SELECTED PASSAGE
◇ ◇ ◇ ◇ ◇
The Jao gap shows up as a narrow feature on the HRD.
The gap in NGC 6397 is faint but discernible in these panels. The bottom panel is a zoomed-in section of the larger diagram and shows the gap more clearly. Image Credit: Griggio et al. 2026. A&A.
GCs have extremely dense stellar populations in their centers, making it difficult to observe dimmer stars like red dwarfs. The researchers were dealing with that obstacle when they detected the gap.
"We present a ‘multiple-pass’ data-reduction tool designed for Euclid, based on software developed for the Hubble Space Telescope (HST), which improves the astrometric and photometric precision for faint sources and in crowded fields," the authors write. "We report the discovery of a subtle under-density of stars in the colour-magnitude diagram of NGC 6397 around a stellar mass of 0.35 solar masses with a more than 5σ confidence level."
*This zoom-in from Euclid's NGC 6397 image shows how tightly-packed with stars the center of the GC is. In dense stellar environments like this, red dwarfs can get lost and be difficult to observe. A new data-reduction tool let the researchers discover the M-dwarf brightness gap. Image Credit: ESA/Euclid/Euclid Consortium/NASA, image processing by J.-C. Cuillandre (CEA Paris-Saclay), G. Anselmi*
Internal changes in these stars create the gap. "The gap is associated with the transition of low-mass stars from being fully convective to having a radiative zone, and it provides a unique window into stellar interiors on the lower main sequence," the authors write.
◇ ◇ ◇ ◇ ◇
MATERIAL SUPPLIED

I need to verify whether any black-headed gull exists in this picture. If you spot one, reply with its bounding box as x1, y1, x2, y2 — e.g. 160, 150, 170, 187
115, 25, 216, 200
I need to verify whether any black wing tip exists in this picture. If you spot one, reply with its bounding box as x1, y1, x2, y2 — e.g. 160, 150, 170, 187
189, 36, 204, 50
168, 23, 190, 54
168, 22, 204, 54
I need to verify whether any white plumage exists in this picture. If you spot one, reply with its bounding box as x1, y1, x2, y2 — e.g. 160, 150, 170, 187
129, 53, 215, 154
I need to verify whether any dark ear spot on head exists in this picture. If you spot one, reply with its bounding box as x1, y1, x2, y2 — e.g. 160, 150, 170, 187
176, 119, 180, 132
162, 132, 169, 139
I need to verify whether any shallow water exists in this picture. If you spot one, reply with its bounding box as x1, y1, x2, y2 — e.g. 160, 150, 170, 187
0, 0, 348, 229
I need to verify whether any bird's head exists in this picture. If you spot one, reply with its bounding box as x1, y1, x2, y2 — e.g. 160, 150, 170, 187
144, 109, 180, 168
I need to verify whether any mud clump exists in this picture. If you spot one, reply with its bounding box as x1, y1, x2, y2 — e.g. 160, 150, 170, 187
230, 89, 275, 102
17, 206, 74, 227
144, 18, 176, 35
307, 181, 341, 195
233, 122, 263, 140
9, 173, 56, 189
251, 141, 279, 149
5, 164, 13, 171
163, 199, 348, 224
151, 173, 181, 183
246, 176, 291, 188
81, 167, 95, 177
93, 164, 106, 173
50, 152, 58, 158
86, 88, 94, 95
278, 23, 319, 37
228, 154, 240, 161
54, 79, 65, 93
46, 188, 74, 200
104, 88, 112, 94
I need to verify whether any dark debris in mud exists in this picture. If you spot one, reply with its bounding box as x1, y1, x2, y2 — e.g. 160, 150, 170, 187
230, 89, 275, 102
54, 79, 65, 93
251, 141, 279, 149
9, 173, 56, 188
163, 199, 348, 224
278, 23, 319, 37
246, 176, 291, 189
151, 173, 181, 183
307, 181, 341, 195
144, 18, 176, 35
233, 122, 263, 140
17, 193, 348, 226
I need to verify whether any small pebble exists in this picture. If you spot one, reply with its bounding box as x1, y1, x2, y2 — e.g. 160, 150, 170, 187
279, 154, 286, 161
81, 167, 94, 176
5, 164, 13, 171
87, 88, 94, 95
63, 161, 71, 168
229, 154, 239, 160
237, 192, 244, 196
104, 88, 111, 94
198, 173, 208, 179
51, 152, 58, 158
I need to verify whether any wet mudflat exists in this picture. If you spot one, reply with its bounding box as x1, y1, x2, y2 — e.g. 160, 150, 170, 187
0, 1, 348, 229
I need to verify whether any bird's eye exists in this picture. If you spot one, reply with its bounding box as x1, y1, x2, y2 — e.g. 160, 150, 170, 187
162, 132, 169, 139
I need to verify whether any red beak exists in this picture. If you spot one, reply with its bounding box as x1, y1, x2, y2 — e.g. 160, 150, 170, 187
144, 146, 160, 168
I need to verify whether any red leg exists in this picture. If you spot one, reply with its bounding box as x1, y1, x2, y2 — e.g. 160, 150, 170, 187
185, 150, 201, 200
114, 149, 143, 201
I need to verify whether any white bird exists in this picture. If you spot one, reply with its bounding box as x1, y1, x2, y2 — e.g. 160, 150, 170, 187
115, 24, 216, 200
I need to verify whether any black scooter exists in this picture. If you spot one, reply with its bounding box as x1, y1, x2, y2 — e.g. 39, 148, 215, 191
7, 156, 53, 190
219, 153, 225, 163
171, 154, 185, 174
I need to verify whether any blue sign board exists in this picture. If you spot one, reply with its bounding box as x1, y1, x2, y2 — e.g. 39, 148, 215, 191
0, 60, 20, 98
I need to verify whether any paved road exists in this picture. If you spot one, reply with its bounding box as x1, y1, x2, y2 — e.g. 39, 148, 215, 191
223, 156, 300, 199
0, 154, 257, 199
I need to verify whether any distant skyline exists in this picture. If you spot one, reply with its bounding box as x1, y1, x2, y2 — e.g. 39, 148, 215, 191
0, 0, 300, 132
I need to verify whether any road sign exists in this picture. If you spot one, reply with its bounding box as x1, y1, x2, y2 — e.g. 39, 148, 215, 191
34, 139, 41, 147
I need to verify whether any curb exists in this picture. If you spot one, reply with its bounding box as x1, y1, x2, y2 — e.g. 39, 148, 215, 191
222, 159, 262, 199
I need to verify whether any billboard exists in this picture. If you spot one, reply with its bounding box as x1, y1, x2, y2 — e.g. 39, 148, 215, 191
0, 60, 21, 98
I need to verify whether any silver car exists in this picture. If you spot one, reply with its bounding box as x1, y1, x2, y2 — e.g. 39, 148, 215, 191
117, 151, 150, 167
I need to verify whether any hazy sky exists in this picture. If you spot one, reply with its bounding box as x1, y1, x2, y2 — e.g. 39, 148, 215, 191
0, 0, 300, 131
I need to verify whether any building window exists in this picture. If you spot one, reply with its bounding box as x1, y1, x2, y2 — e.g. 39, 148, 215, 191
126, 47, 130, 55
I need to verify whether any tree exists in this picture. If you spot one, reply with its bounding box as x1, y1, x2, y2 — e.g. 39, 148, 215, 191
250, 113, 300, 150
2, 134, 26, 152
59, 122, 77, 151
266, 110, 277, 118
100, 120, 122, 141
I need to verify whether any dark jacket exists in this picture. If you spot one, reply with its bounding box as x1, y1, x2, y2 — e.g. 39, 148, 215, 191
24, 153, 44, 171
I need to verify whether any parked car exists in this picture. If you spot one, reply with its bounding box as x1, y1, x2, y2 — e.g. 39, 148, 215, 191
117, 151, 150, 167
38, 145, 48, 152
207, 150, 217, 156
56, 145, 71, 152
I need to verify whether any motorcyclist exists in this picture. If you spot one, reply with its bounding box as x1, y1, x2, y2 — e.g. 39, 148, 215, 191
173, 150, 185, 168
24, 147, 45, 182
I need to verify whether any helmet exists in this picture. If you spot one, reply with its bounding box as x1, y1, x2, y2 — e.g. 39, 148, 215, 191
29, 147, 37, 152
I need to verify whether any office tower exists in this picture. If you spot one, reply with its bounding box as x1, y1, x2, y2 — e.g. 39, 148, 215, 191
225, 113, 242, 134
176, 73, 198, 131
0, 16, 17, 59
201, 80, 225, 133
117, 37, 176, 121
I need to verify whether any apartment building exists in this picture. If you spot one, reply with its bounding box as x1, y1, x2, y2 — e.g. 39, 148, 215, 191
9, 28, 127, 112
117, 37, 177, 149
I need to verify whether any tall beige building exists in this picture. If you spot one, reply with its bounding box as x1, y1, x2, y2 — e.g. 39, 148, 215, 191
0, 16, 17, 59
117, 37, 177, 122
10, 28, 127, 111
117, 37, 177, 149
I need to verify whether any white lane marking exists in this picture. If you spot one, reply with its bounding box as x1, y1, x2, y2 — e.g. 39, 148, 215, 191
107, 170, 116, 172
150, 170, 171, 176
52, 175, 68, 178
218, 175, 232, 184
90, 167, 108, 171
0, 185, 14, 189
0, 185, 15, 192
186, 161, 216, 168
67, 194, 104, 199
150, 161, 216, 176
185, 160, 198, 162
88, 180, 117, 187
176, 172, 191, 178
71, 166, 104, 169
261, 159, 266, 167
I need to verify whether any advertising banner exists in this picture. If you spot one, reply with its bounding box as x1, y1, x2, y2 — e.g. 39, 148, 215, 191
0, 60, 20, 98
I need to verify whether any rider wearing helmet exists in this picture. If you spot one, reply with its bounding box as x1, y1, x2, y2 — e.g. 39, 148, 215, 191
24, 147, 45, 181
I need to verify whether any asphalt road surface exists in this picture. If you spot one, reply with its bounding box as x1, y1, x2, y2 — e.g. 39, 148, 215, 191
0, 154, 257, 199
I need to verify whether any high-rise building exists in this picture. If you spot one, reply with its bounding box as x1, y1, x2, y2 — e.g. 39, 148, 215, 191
◇ ◇ ◇ ◇ ◇
ABOUT THIS TASK
In the passage on the Jao gap, around what stellar mass does the under-density of stars in the NGC 6397 diagram occur? You won't need the items for this.

TASK RESULT
Around 0.35 solar masses.